Dans la deuxième phase de l’intégration européenne,  la construction européenne passe à un nouveau stade de développement, plus intégré et plus large, en phase avec le mouvement de globalisation de l’économie mondiale. Le projet européen se renforce et s’approfondit (personnalité morale de l’Union, marché unique, union économique et monétaire, accord de Schengen et conventions de Dublin, développement des politiques judiciaire ou environnementale). Les traités se succèdent, jusqu’au traité de Lisbonne adopté en 2009 ; les compétences et l’activité législative de l’Union se développent ; les élargissements se multiplient avec le passage de 10 à 28 membres. Les compétences européennes s’étendent et embrassent pratiquement tous les champs de l’action publique. Parallèlement, l’activité législative de l’Union, induite par l’achèvement du marché intérieur, tourne à plein : ce sont les riches heures de la méthode communautaire, où la Commission propose les textes que le Conseil des ministres et le Parlement européen approuvent au terme de longues négociations, souvent difficiles mais en général fructueuses. L’esprit qui domine est celui de l’adaptation de l’économie européenne à la concurrence mondiale, et l’affirmation de son modèle de puissance normative sur la scène internationale. On parle moins de protection que d’ouverture des réseaux publics à la compétition et d’accords de libre-échange. En matière de politique étrangère et de sécurité, l’Europe s’aventure au-delà de son simple voisinage et se voit en nouvel acteur global, capable d’imposer son modèle de puissance normative sur l’ensemble de la scène internationale. Javier Solana peut alors écrire, dans la stratégie européenne de sécurité qu’il présente en 2003, que l’Europe « n’a jamais été aussi prospère, aussi sûre, ni aussi libre » et qu’elle est en mesure d’apporter une contribution majeure aux défis de notre monde.

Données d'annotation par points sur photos

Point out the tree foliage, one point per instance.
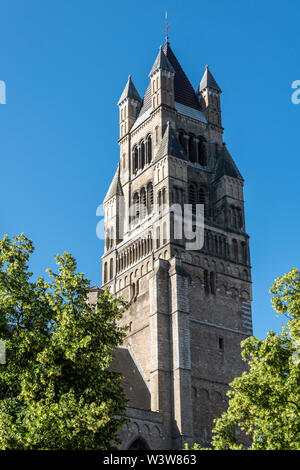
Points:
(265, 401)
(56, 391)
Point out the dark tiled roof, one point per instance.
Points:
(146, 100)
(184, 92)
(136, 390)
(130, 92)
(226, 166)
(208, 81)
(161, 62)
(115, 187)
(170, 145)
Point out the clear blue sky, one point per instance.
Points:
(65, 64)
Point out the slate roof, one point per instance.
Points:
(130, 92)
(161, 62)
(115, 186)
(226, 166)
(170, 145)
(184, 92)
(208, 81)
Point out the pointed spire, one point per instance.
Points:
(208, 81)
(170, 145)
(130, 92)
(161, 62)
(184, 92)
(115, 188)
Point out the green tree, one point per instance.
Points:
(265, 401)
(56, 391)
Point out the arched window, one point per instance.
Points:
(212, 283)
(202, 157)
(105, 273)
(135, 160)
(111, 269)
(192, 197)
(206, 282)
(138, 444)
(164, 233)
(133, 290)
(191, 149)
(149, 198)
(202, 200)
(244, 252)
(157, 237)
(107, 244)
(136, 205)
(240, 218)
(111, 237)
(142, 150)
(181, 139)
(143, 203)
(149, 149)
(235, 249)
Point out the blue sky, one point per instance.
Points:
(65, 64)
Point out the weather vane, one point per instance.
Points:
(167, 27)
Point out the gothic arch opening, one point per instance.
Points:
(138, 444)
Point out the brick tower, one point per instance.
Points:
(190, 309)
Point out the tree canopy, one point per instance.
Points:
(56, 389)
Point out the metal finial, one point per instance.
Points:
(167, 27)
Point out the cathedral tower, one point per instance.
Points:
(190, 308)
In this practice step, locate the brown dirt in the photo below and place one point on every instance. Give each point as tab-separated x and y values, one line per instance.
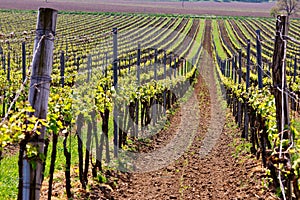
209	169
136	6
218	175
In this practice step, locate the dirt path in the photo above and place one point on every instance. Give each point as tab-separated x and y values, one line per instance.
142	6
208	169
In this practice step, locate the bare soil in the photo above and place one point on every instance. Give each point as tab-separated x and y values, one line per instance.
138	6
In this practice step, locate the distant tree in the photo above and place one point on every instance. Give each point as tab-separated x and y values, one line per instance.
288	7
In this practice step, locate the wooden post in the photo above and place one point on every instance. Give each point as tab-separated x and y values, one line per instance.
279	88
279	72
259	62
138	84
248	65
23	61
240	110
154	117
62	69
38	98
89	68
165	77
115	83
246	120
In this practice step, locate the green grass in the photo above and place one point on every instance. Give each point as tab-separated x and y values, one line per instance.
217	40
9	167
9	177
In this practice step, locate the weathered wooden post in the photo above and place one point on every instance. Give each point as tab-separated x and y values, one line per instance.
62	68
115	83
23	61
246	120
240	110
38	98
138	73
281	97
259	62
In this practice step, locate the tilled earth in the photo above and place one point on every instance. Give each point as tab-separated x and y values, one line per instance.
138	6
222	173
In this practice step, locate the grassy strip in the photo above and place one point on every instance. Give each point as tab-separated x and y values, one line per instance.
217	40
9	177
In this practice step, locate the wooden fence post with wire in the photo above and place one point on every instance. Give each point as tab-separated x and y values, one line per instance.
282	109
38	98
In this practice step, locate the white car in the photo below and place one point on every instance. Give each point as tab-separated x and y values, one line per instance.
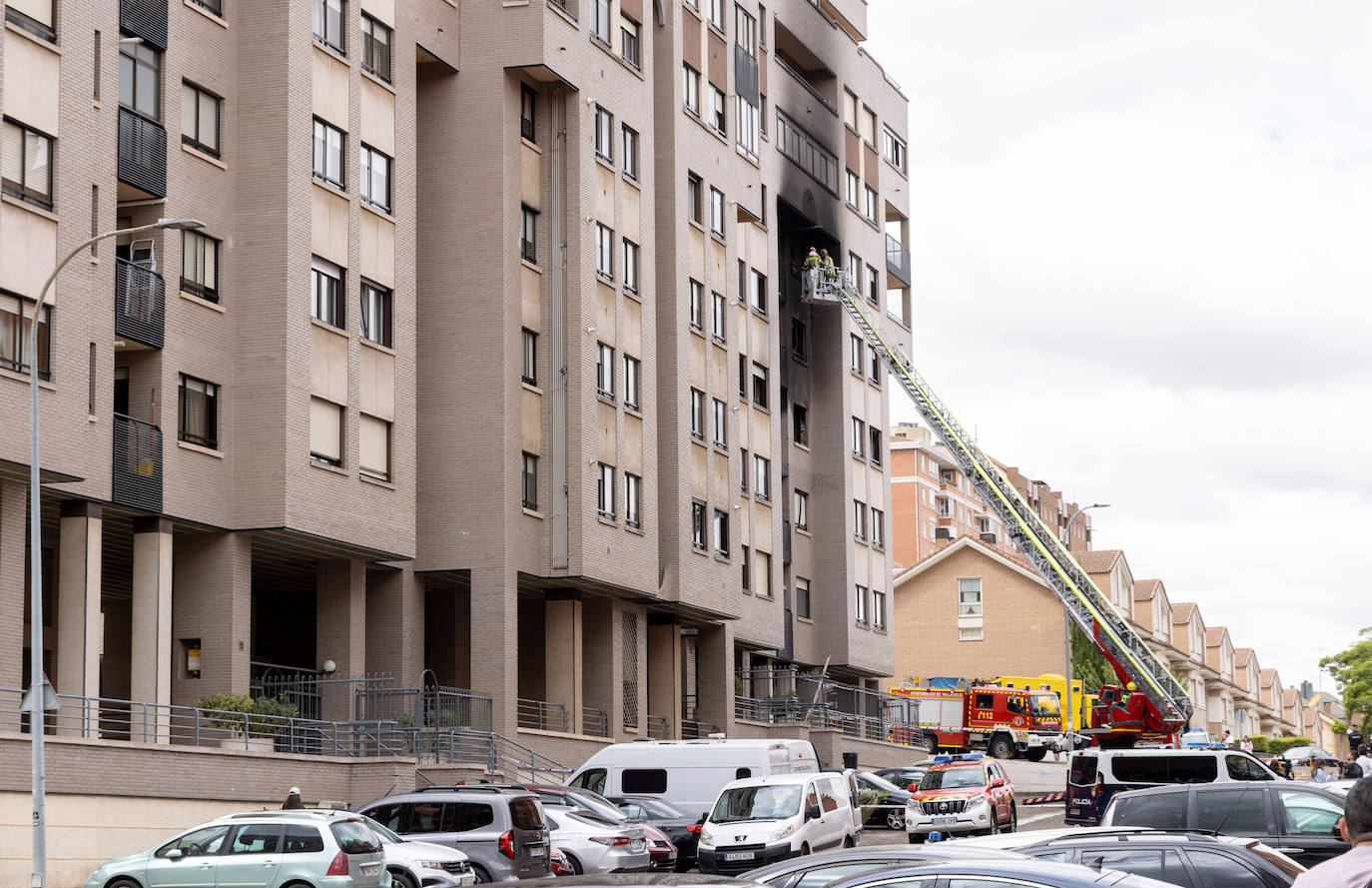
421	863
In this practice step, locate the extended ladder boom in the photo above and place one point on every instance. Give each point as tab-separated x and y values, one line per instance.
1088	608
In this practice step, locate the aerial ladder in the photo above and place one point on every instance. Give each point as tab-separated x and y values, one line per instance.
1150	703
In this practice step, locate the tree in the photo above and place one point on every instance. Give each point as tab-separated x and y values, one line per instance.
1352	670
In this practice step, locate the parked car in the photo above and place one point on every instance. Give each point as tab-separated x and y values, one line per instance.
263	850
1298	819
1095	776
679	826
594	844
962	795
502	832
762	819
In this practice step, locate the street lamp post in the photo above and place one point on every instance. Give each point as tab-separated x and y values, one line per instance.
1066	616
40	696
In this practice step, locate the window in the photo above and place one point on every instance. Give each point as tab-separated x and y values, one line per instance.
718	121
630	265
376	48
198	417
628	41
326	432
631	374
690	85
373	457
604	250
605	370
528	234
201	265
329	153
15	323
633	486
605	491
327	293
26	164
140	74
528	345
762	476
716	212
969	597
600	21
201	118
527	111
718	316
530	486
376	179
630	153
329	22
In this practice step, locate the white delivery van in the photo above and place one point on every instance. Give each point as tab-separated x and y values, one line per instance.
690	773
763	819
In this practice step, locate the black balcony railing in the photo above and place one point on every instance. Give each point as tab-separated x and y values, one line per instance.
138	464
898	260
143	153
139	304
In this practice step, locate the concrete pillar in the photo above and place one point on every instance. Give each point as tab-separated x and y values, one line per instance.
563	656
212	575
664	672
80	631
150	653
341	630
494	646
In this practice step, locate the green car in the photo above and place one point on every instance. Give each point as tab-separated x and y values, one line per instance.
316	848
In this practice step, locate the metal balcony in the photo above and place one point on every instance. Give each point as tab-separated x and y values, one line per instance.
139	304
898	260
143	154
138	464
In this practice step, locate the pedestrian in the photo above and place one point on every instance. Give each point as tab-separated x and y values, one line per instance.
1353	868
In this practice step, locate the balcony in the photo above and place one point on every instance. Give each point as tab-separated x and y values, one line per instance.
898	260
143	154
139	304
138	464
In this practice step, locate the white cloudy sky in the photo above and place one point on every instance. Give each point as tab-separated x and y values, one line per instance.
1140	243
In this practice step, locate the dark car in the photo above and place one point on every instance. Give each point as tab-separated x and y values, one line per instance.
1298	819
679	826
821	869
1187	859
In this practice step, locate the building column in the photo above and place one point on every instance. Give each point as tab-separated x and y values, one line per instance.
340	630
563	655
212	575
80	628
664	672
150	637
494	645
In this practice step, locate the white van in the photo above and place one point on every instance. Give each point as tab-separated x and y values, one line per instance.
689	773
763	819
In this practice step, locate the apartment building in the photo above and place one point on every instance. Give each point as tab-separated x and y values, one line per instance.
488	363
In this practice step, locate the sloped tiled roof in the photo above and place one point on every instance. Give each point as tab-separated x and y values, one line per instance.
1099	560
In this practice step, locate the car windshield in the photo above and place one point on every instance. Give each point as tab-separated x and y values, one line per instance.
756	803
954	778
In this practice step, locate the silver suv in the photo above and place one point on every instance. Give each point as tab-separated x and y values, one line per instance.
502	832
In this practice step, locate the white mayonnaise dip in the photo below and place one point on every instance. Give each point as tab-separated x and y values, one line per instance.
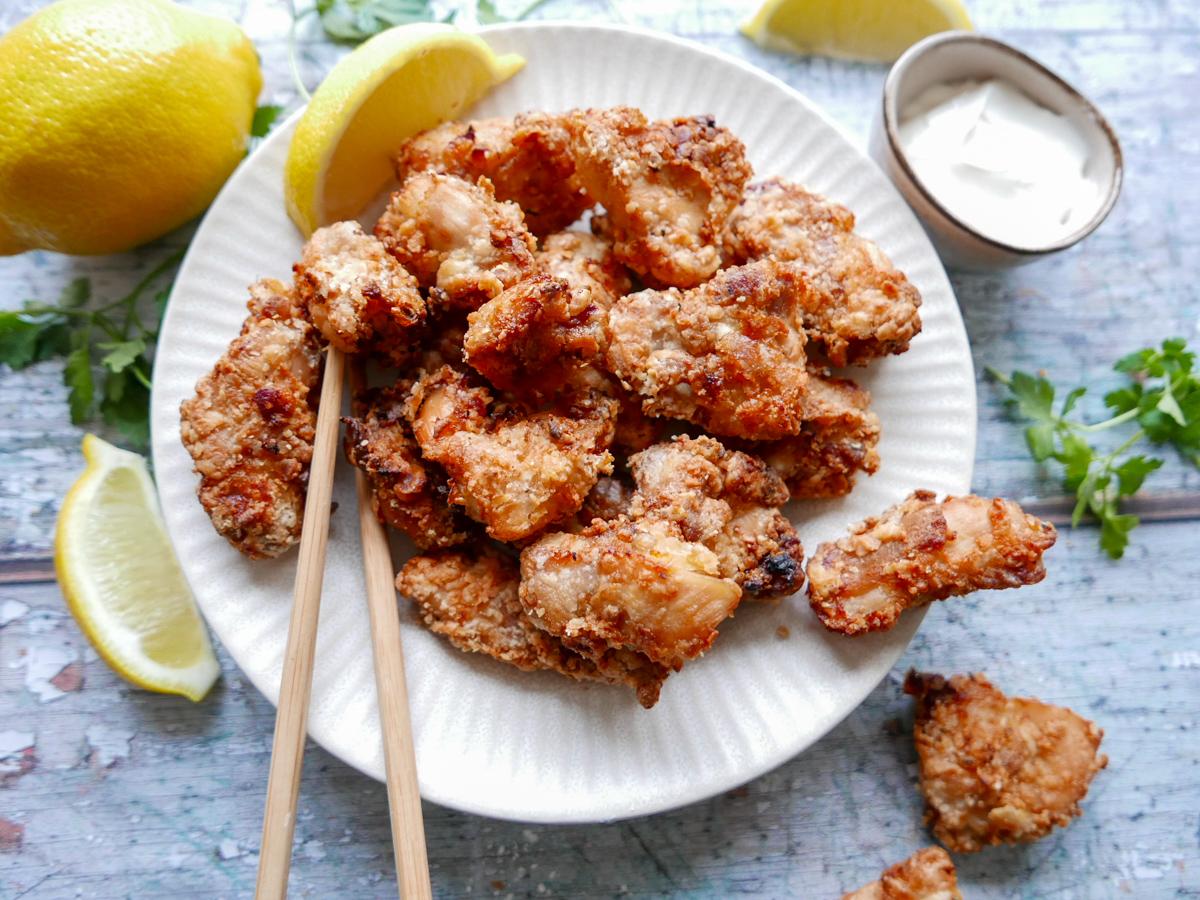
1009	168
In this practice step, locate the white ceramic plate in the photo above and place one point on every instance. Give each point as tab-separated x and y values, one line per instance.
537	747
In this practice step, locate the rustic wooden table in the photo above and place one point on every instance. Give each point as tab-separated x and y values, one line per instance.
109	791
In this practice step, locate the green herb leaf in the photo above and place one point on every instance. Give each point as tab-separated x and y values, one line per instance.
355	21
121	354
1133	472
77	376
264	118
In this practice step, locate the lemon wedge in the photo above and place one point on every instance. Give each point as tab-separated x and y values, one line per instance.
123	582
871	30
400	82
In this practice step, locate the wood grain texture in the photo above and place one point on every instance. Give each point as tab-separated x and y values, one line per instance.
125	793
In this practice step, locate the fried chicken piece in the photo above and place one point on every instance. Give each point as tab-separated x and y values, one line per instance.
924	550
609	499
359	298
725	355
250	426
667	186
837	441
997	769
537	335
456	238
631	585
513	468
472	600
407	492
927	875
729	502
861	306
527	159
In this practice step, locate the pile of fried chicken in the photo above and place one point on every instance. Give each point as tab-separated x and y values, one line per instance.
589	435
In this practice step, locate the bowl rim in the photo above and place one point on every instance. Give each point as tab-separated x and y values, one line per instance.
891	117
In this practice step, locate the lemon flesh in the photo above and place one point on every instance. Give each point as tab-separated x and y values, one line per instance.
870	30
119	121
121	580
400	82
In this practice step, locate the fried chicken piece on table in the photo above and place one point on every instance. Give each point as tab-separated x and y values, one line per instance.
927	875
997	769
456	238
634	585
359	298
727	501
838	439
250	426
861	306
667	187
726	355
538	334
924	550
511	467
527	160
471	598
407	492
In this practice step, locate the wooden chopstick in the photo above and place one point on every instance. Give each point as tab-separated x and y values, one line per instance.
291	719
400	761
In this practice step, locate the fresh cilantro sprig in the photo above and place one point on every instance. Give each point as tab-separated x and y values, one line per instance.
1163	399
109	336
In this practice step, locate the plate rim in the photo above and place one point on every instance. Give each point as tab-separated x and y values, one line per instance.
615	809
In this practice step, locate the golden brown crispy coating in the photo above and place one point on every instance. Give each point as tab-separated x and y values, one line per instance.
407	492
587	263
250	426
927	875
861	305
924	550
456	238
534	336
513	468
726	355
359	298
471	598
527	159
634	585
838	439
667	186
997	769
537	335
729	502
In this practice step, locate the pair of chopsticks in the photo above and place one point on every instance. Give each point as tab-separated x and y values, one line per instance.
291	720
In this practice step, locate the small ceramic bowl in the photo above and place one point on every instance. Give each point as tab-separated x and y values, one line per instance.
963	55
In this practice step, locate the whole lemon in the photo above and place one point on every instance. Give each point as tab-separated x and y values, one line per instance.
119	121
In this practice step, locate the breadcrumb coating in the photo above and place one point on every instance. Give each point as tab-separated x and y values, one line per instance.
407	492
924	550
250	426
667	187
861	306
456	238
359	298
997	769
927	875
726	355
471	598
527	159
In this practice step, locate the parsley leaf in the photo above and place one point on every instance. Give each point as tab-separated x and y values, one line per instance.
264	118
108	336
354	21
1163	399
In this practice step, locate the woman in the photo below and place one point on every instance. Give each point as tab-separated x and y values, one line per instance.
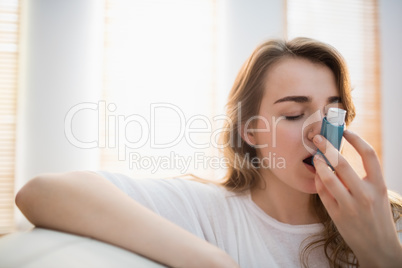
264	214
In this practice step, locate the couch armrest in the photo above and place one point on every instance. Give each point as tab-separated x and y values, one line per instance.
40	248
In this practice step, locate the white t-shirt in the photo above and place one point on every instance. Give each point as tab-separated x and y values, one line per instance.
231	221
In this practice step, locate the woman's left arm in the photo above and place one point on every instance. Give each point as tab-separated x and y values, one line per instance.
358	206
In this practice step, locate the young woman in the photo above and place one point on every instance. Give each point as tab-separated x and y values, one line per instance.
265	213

**CONSIGNES DU PROBLÈME**
Rédigez la suite du texte sur la deuxième phase de l'intégration européenne, en partant de sa dernière phrase.

**RÉPONSE PROPOSÉE**
La troisième et actuelle phase constitue un réveil douloureux. Déstabilisée par la crise financière de 2008, prise entre les soubresauts d’un ordre économique mondial en pleine mutation sous l’effet de la concurrence croissante de la Chine et des autres pays émergents, et la lente transformation du paysage géopolitique planétaire, l’Union européenne repousse non sans mal les crises de toutes sortes qui l’assaillent (dette grecque, immigration, terrorisme). Dans le même temps, elle observe avec impuissance la montée dans les États membres d’une vague nationaliste et populiste qui conteste jusqu’aux principes mêmes du projet européen. Le référendum britannique de 2016 ouvre pour la première fois la voie au retrait d’un pays membre et introduit un doute existentiel au cœur de l’Union, qui semble découvrir la possibilité de sa propre fin. Face à ces ferments de désintégration, l’heure n’est plus à l’expansion ni au libéralisme triomphant. Sur les trois fronts déjà mentionnés, les différences avec la phase précédente sont criantes : l’idée même d’un nouveau traité paraît hors de propos tant son éventuelle ratification par les pays membres semble irréaliste dans l’atmosphère générale d’euroscepticisme ; la prolifération législative qui avait dominé les années antérieures est désormais sous étroite tutelle de la Commission elle-même. Un discours plus en ligne avec les inquiétudes des citoyens européens commence à apparaître ; la nécessité d’une plus grande protection face à la concurrence internationale est ouvertement affichée et le thème de l’Europe sociale reprend des couleurs. Enfin, la diplomatie européenne rencontre ses limites ; elle doit rabattre de ses prétentions et procéder à des ajustements pour tenir compte d’une volonté croissante des pays membres d’agir sans grande discipline collective.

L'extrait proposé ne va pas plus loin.